TASK GOAL: Lay out each line of the rows below as a Markdown table with the columns Line No. and Content, numbering the lines and skipping any blank ones. Leave the pictures out of your answer.
>>>>
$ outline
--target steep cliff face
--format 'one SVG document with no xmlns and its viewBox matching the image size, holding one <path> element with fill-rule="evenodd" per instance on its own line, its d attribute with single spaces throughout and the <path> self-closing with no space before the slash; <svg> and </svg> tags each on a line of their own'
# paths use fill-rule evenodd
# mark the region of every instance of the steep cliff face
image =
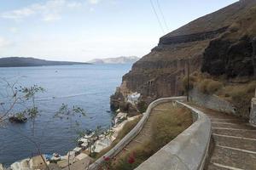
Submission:
<svg viewBox="0 0 256 170">
<path fill-rule="evenodd" d="M 256 1 L 241 0 L 199 18 L 162 37 L 157 47 L 136 62 L 112 96 L 112 105 L 138 92 L 150 102 L 183 94 L 182 79 L 190 72 L 207 71 L 229 77 L 253 76 Z"/>
</svg>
<<<<
RESULT:
| Line No. | Content |
|---|---|
| 1 | $ outline |
| 2 | --target steep cliff face |
| 3 | --format 'one SVG document with no xmlns and its viewBox matching the image size, holding one <path> element with fill-rule="evenodd" per instance on its own line, its d attribute with single spaces throughout and the <path> self-closing with no space before the slash; <svg> and </svg> tags each on a line of their own' |
| 4 | # paths use fill-rule evenodd |
| 5 | # mark the region of every instance of the steep cliff face |
| 6 | image = |
| 7 | Submission: |
| 8 | <svg viewBox="0 0 256 170"> |
| 9 | <path fill-rule="evenodd" d="M 256 1 L 241 0 L 199 18 L 162 37 L 157 47 L 136 62 L 112 96 L 112 105 L 138 92 L 150 102 L 183 94 L 182 79 L 190 72 L 207 71 L 229 77 L 253 76 Z"/> |
| 10 | </svg> |